**Selected passage**

+-------+

January 13, 2024 | 3 MIN READ

6 Steps to Building
Your Portfolio

Building a portfolio is sort of like building a house. You want a design that you will be happy with and that meets your family’s needs. You’ll need to use a wide variety of materials. And what counts isn’t just the quality of those materials but also how they work together.

Here are six steps to consider to help build a portfolio.

Step 1: Establish Your Investment Profile

No two people are exactly alike. So, when creating a portfolio, consider establishing your investment profile that is unique to who you are. In a nutshell, that profile should include what your goals are and what is the time horizon for those goals. For example, settling on your goals such as retirement will give you a sense of your time horizon — how long you’ll be investing your money for each goal. So, then, for a goal, like retirement, you may have 20 to 30 years on your time horizon. But then another goal, like investing for a child’s college tuition, may be 10 to 15 years away.

Once you’ve established your time horizon for each goal, you’ll then need to establish your investment objectives for pursuing those goals. For example, do you want to create a portfolio that is conservative, moderate or aggressive? To answer that question, you will need to understand your risk tolerance, which includes factors such as your comfort level to fluctuations in the value of your portfolio. For example, even if your goals are decades away, you still have to live with your investment mix through the intervening days and weeks. That’s where a well-constructed portfolio can help. Let’s walk through some of the basics of creating a portfolio in the next five steps.

Step 2: Allocate Assets

Your asset allocation is your portfolio’s basic investment mix of individual stocks and bonds, mutual funds, exchange-traded funds (ETFs), with perhaps smaller stakes in other investments and cash.

+-------+

(Data records)
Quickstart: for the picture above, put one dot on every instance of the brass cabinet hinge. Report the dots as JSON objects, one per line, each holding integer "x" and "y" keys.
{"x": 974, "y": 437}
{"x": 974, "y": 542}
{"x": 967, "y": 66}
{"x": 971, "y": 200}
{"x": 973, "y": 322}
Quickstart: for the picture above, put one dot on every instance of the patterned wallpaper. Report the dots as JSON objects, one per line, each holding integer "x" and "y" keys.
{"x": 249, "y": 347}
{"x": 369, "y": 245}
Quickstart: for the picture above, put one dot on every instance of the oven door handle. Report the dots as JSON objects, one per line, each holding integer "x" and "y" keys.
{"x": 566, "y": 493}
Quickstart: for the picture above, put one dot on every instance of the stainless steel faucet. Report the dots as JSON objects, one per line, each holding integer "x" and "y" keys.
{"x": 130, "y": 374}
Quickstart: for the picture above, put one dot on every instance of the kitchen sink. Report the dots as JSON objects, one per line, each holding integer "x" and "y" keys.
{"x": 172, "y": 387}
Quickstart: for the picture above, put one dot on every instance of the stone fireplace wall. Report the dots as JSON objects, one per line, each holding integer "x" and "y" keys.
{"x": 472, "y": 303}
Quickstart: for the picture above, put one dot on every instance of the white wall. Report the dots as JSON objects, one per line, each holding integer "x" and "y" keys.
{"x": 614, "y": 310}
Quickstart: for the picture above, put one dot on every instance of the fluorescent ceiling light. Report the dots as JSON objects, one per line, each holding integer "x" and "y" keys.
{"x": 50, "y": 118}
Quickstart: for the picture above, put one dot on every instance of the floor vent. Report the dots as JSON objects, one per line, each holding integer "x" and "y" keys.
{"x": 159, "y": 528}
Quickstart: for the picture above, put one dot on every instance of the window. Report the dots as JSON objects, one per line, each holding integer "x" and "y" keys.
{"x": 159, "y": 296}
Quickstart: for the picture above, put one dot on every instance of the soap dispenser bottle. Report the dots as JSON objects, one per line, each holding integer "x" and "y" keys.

+-------+

**Jobs**
(a) List the three kinds of portfolio that the portfolio-building article mentions as possible investment objectives.
(b) From the portfolio-building article, print the passage between "6 Steps to Building" and "build a portfolio.", inclusive.

**Task results**
(a) Conservative, moderate, aggressive

(b)
6 Steps to Building
Your Portfolio

Building a portfolio is sort of like building a house. You want a design that you will be happy with and that meets your family’s needs. You’ll need to use a wide variety of materials. And what counts isn’t just the quality of those materials but also how they work together.

Here are six steps to consider to help build a portfolio.